### EXTRACT PROVIDED:
Not A Return Of Capital
Share buybacks only return money to those individuals who sell their stock. Such is an open market transaction. If Apple (NASDAQ:AAPL) buys back some of their outstanding stock, the only people who receive any capital are those who sold their shares.
So, who primarily sells their shares?
As noted, it’s the insiders, of course, as changes in compensation structures since the turn of the century have become heavily dependent on stock-based compensation. Insiders regularly liquidate shares “granted” to them as part of their overall compensation structure. Such allows them to convert grants into actual wealth. As the Financial Times previously penned:
“Corporate executives give several reasons for stock buybacks but none of them has close to the explanatory power of this simple truth: Stock-based instruments make up the majority of their pay and in the short-term buybacks drive up stock prices.”
A recent report on a study by the Securities & Exchange Commission found the same:
- SEC research found that many corporate executives sell significant amounts of their own shares after their companies announce stock buybacks, Yahoo Finance reports.

### TASK REQUIREMENTS:
**1.** Check three statements against the passage on share buybacks: (a) buybacks return money to all shareholders; (b) SEC research found that many executives sell significant amounts of their own shares after buyback announcements; (c) insiders regularly sell shares granted to them as pay. For each, answer yes or no and quote the words from the passage that decide it.
**2.** Write the next part of the passage on share buybacks, picking up after its final line.

### Collected data entries:
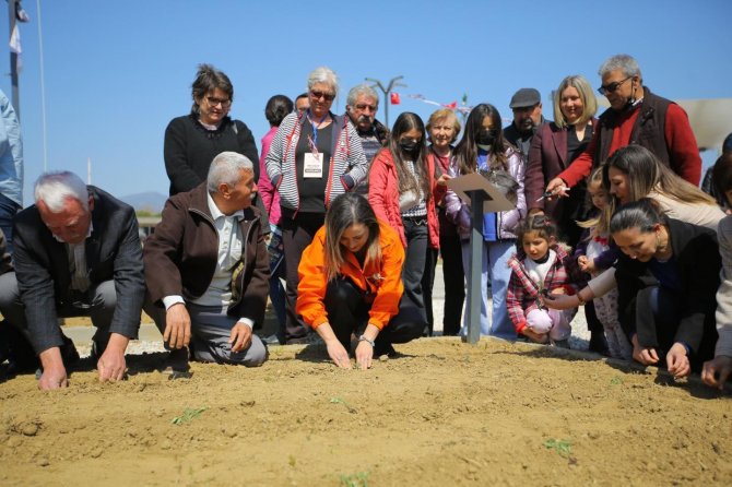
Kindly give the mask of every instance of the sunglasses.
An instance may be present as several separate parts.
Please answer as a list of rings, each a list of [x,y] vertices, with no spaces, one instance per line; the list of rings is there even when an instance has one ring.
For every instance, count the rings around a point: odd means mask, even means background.
[[[366,108],[368,108],[371,111],[376,111],[376,105],[368,105],[365,103],[359,103],[358,105],[356,105],[356,108],[359,110],[365,110]]]
[[[628,76],[625,80],[614,81],[614,82],[610,83],[609,85],[600,86],[598,88],[598,93],[600,93],[601,95],[607,95],[610,93],[615,93],[617,91],[617,88],[619,88],[623,83],[625,83],[626,81],[628,81],[633,76]]]
[[[314,99],[323,98],[326,102],[332,102],[333,98],[335,98],[335,95],[332,93],[317,92],[315,90],[310,90],[310,96],[312,96]]]
[[[224,108],[227,108],[228,106],[232,105],[231,99],[224,99],[224,98],[214,98],[213,96],[206,96],[205,97],[206,103],[209,104],[210,107],[215,107],[221,105]]]

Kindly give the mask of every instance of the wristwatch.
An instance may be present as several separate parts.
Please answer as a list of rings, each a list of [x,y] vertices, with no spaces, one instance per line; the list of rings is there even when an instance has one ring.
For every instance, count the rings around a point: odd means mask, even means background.
[[[367,342],[371,346],[371,348],[376,346],[376,343],[373,340],[364,335],[358,336],[358,342]]]

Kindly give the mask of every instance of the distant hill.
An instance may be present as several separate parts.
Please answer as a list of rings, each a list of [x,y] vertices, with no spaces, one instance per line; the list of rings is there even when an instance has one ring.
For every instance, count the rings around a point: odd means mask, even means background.
[[[168,197],[165,194],[161,194],[155,191],[147,191],[144,193],[130,194],[128,197],[120,198],[120,200],[132,206],[138,212],[147,211],[152,213],[161,213],[167,199]]]

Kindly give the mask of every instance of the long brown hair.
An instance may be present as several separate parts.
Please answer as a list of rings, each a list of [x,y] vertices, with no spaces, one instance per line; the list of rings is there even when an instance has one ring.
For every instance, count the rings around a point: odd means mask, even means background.
[[[602,171],[602,183],[610,188],[610,168],[628,175],[629,200],[638,201],[658,191],[682,203],[717,205],[709,194],[678,177],[652,152],[640,145],[626,145],[610,156]]]
[[[340,274],[341,266],[345,262],[341,237],[349,227],[356,224],[363,224],[368,228],[364,266],[370,262],[381,260],[379,222],[376,219],[371,205],[359,194],[341,194],[332,201],[328,213],[326,213],[324,271],[328,281],[334,280]]]
[[[482,103],[473,108],[465,121],[465,130],[462,139],[454,147],[454,157],[458,162],[461,175],[475,173],[477,169],[477,134],[483,130],[483,119],[491,117],[493,132],[493,144],[488,151],[488,165],[494,169],[508,169],[506,159],[506,142],[501,130],[500,114],[498,109],[487,103]]]
[[[399,139],[410,130],[416,130],[422,134],[422,142],[418,145],[418,152],[414,156],[414,176],[406,167],[406,154],[399,146]],[[389,135],[389,144],[386,149],[391,152],[391,156],[397,168],[397,179],[399,180],[399,193],[406,191],[421,190],[425,200],[432,198],[432,188],[429,187],[429,177],[427,175],[427,134],[425,126],[418,115],[411,111],[401,114]],[[411,158],[411,157],[410,157]]]
[[[607,189],[602,183],[604,165],[601,165],[590,176],[590,180],[587,182],[588,194],[590,186],[600,185],[600,187],[607,192]],[[607,204],[605,207],[600,210],[600,214],[594,218],[586,219],[585,222],[577,222],[577,225],[581,228],[591,228],[590,239],[594,237],[603,237],[610,234],[610,218],[613,216],[613,211],[615,210],[615,199],[610,198],[610,192],[607,192]]]

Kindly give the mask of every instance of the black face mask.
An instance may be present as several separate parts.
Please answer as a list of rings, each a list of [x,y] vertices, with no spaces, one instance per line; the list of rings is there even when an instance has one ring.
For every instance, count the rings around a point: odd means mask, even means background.
[[[412,139],[402,139],[399,141],[399,146],[408,154],[413,154],[420,147],[420,142]]]
[[[493,145],[493,141],[496,139],[493,130],[481,130],[475,138],[475,142],[481,145]]]

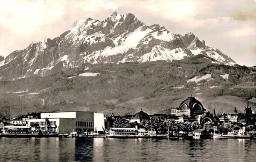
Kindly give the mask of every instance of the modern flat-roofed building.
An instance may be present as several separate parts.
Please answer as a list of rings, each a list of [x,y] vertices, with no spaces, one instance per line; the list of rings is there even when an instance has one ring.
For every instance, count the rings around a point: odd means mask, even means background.
[[[41,118],[28,119],[27,126],[37,126],[41,129],[47,127],[47,119],[50,123],[49,130],[59,134],[82,131],[105,131],[103,113],[90,112],[65,112],[41,113]]]

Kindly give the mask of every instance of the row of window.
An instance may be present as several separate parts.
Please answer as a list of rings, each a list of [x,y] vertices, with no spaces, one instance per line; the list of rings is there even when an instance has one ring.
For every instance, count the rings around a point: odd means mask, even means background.
[[[50,122],[51,126],[55,126],[56,125],[56,121],[51,121]],[[30,122],[30,126],[33,126],[35,124],[38,125],[39,126],[45,126],[46,125],[46,123],[45,121]]]
[[[93,127],[94,124],[93,122],[76,122],[76,127]]]

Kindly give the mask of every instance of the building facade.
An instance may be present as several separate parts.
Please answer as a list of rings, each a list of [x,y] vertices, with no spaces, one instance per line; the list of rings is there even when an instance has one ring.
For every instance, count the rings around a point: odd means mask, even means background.
[[[41,119],[27,119],[27,126],[36,127],[59,134],[76,131],[82,134],[86,131],[105,131],[103,113],[90,112],[66,112],[41,113]]]

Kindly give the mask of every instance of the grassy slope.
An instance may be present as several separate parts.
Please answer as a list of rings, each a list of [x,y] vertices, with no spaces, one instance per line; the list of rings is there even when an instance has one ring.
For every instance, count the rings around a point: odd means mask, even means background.
[[[171,63],[84,64],[47,77],[2,81],[0,115],[14,117],[34,111],[68,110],[111,114],[113,109],[116,114],[124,115],[141,109],[150,114],[170,113],[171,107],[178,106],[191,94],[211,110],[231,112],[236,106],[243,111],[245,98],[256,97],[255,74],[244,67],[212,65],[211,60],[207,60],[198,56]],[[67,78],[84,72],[102,75]],[[207,73],[212,74],[213,80],[199,85],[186,83],[188,79]],[[219,77],[224,73],[229,74],[230,79]],[[183,85],[187,88],[173,88]],[[237,85],[250,88],[234,88]],[[212,86],[218,87],[209,88]],[[256,106],[251,106],[255,112]]]

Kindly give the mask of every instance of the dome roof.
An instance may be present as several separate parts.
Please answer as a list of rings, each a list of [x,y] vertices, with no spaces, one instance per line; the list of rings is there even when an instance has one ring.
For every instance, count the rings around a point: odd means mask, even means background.
[[[139,112],[135,114],[131,119],[140,119],[140,120],[150,120],[150,117],[148,114],[144,112],[143,111],[141,110]]]
[[[193,111],[206,111],[201,103],[192,96],[183,101],[179,107],[180,110],[186,110],[190,109]]]

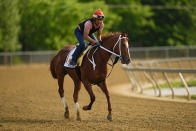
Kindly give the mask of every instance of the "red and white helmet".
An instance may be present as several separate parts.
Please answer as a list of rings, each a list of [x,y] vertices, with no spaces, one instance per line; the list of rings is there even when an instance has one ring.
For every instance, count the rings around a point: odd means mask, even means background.
[[[93,18],[104,18],[104,14],[103,12],[101,11],[101,9],[98,9],[96,10],[94,13],[93,13]]]

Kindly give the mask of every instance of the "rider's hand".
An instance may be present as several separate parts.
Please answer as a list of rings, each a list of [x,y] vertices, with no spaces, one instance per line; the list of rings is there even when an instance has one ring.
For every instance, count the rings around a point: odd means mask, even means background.
[[[99,43],[99,41],[96,41],[95,42],[95,45],[98,46],[98,47],[101,46],[101,44]]]

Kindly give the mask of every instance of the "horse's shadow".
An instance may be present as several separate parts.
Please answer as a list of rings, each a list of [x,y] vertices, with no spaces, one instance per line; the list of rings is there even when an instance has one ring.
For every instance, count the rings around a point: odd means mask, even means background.
[[[44,119],[17,119],[17,118],[6,118],[1,119],[0,123],[21,123],[21,124],[48,124],[59,120],[44,120]]]

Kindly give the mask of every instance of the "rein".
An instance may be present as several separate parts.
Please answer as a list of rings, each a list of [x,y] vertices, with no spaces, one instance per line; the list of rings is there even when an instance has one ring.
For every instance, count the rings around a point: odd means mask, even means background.
[[[121,37],[121,35],[119,35],[119,38],[118,38],[117,42],[115,43],[115,45],[114,45],[114,47],[113,47],[113,51],[110,51],[109,49],[103,47],[102,45],[100,45],[99,47],[100,47],[101,49],[103,49],[103,50],[105,50],[105,51],[107,51],[107,52],[109,52],[109,53],[115,55],[116,57],[118,57],[118,59],[119,59],[119,58],[121,59],[121,58],[122,58],[122,56],[121,56],[121,39],[124,39],[124,38],[127,38],[127,37]],[[114,52],[114,49],[116,48],[116,46],[117,46],[118,44],[119,44],[119,52],[120,52],[120,54],[116,54],[116,53]],[[94,48],[94,47],[97,47],[97,46],[95,45],[95,46],[93,46],[92,48]],[[91,49],[92,49],[92,48],[91,48]],[[90,50],[91,50],[91,49],[90,49]],[[95,52],[98,50],[98,47],[94,50],[94,52],[93,52],[93,54],[92,54],[92,60],[89,59],[89,57],[88,57],[90,50],[89,50],[88,53],[87,53],[87,58],[88,58],[88,60],[90,61],[90,63],[93,65],[93,70],[95,70],[96,64],[95,64],[95,60],[94,60],[94,57],[93,57],[93,56],[94,56]],[[118,59],[115,59],[115,61],[112,63],[112,69],[113,69],[114,65],[117,63]],[[114,64],[114,63],[115,63],[115,64]],[[111,71],[112,71],[112,69],[111,69]],[[110,71],[110,73],[111,73],[111,71]],[[110,75],[110,73],[109,73],[109,75]],[[108,77],[108,76],[107,76],[107,77]]]

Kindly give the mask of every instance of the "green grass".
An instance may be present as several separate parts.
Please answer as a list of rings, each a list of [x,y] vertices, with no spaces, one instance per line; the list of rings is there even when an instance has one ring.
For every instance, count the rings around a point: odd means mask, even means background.
[[[189,87],[191,86],[196,86],[196,80],[190,80],[190,81],[187,81],[187,84]],[[178,82],[171,82],[171,85],[173,88],[181,88],[181,87],[184,87],[184,84],[181,82],[181,81],[178,81]],[[167,83],[164,83],[164,84],[160,84],[159,85],[160,88],[169,88],[169,85]],[[147,89],[152,89],[153,87],[148,87]]]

### WRITTEN ANSWERS:
**1.**
(a) No: "Share buybacks only return money to those individuals who sell their stock."
(b) Yes: "SEC research found that many corporate executives sell significant amounts of their own shares after their companies announce stock buybacks"
(c) Yes: "Insiders regularly liquidate shares “granted” to them as part of their overall compensation structure."

**2.**
What is clear is that the misuse and abuse of share buybacks to manipulate earnings and reward insiders has become problematic. As John Authers recently pointed out:
“For much of the last decade, companies buying their own shares have accounted for all net purchases. The total amount of stock bought back by companies since the 2008 crisis even exceeds the Federal Reserve’s spending on buying bonds over the same period as part of quantitative easing. Both pushed up asset prices.”
In other words, between the Federal Reserve injecting a massive amount of liquidity into the financial markets, and corporations buying back their shares, there have been effectively no other real buyers in the market.
Exactly how much are we talking about?
The Market Should Be 40% Lower
The chart below via Pavilion Global Markets shows the impact stock buybacks have had on the market over the last decade. The decomposition of returns for the S&P 500 breaks down as follows:
- 21% from multiple expansion,
- 31.4% from earnings,
- 7.1% from dividends, and
- 40.5% from share buybacks.
In other words, in the absence of share repurchases, the stock market would not be pushing record highs of 4600 but instead levels closer to 2700.
To put that into context, the high water mark for the S&P 500 in October 2007 was 1556. In October 2021, after 14-years, the market would be 2700 without share buybacks. Such would mean that stocks returned a total of about 3% annually or 42% in total over those 14 years.
Conclusion
Before you scoff at a 3% annualized return, such equates to an economy growing at 2% with a 1-2% dividend yield. Moreover, that calculation aligns with historical norms going back to 1900.
While share repurchases by themselves may indeed be somewhat harmless, it is when they get coupled with accounting gimmicks and massive levels of debt to fund them in which they become problematic.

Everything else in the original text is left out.